= Problem 1 =
Answer these questions about the passage on the census hearing, giving each answer on its own line and marking it to match:
(a) What did Pressley ask about?
(b) According to Cummings, what did Ross engage in from his first days in the Trump administration?
(c) What rationale, most often proffered by Republicans, did Cummings reference?
= Problem 2 =
Write the next part of the passage on the census hearing, picking up right after its final sentence.

= Passage shown =
──────────
Pressley asked about potential risks to the census resulting from a thin rank of information technology professionals.
“I believe you’re out of time, ma’am,” Ross answered.
Throughout the day, Ross faced repeated accusations of dishonesty and obfuscation. In his forceful opening remarks, Cummings lit into the Commerce secretary, charging that the former corporate raider — who has been accused of exaggerating his wealth and not fully disclosing foreign investments — “engaged in a secret campaign" from his first days in the Trump administration to put the “unconstitutional” citizenship question on the 2020 census.
Cummings also shredded the administration’s stated rationale for doing so. “I do not know anyone who truly believes that the Trump administration is interested in enhancing the Voting Rights Act,” Cummings said, referencing the rationale most often proffered by Republicans. “This administration has done everything in its power to suppress the vote, not to help people exercise their right to vote.”
──────────
= Dataset entries =

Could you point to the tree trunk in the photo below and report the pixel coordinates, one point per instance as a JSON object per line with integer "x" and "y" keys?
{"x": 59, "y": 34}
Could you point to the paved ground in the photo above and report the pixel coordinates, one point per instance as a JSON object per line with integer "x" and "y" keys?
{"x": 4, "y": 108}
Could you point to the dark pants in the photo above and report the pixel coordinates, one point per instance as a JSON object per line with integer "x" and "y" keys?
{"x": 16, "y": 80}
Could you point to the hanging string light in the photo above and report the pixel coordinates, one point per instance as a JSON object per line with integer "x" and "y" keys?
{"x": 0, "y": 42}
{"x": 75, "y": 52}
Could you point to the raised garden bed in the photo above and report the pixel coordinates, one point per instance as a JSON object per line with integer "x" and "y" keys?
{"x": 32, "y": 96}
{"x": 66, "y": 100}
──────────
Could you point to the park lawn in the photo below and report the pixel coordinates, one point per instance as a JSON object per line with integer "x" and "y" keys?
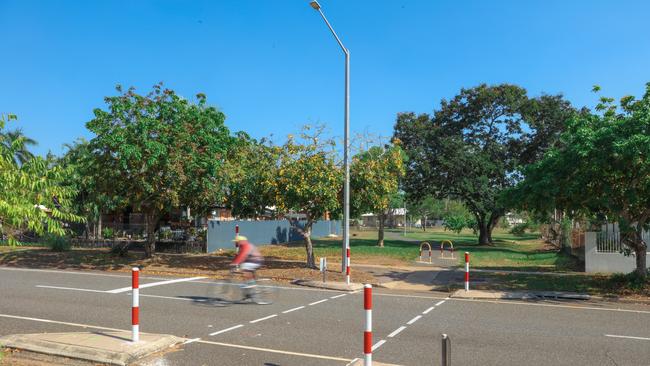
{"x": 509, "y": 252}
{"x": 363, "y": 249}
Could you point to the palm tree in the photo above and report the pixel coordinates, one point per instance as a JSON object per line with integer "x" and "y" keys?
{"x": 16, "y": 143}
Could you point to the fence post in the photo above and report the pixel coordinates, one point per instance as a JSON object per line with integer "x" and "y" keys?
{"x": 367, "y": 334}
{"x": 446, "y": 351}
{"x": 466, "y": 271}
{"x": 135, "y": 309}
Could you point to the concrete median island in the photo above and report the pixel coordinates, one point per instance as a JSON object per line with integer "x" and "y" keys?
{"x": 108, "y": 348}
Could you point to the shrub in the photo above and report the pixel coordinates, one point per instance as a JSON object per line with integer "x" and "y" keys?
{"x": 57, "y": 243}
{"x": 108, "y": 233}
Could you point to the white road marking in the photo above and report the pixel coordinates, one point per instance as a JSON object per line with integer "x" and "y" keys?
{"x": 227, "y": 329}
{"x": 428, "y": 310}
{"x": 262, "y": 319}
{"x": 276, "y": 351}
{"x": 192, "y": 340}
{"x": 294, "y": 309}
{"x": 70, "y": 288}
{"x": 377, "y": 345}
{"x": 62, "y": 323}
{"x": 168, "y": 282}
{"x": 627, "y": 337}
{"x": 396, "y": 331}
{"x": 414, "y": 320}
──────────
= Final answer 1 =
(a) Potential risks to the census resulting from a thin rank of information technology professionals.
(b) A secret campaign to put the citizenship question on the 2020 census.
(c) Enhancing the Voting Rights Act.

= Final answer 2 =
Critics believe that the addition of the question — which asks the respondent if he or she is an American citizen — will serve only to depress response rates in immigrant communities because of fears of deportation. That could result in an undercount, of Latino immigrants in particular. Because those immigrants often live in Democratic states like New York and California, that undercount could result in lower federal funding for certain programs, as well as changes in the number of congressional districts allotted to states. There would be similar shifts in state and municipal representation. All such changes would likely favor Republicans.
Democrats have long wanted to know how Ross came to decide on including the citizenship question, which has appeared on the American Community Survey in recent years (previous that, it was on the long form census, which went out to many fewer Americans than the short form, before being eliminated in 2010 by President Barack Obama).
Because the Supreme Court will hear arguments on the census question in April, Republicans argued it was improper to hold a congressional hearing, which would be tantamount to interference. To make that argument, they cited a Supreme Court order from October that effectively shielded Ross from questioning in the myriad lawsuits brought against him in the citizenship question matter.
Democrats sharply disagreed. “We’re an independent branch of government, and it's time to start acting like it,” said Rep. Katie Hill, D-Calif., another House newcomer who appeared eager to take on Ross.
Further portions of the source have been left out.